Source data:
::::::
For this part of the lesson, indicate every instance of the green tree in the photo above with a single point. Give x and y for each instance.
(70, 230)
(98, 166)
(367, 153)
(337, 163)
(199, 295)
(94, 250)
::::::
Objective
Rewrite the lines above, swapping "green tree" for "pine tree" and leaving everything else as it is.

Written solution
For this part of the lesson, indicate every instance of the pine tree in the photo above with a single point. Give x and y for each instance.
(70, 230)
(98, 166)
(367, 153)
(337, 163)
(199, 295)
(94, 250)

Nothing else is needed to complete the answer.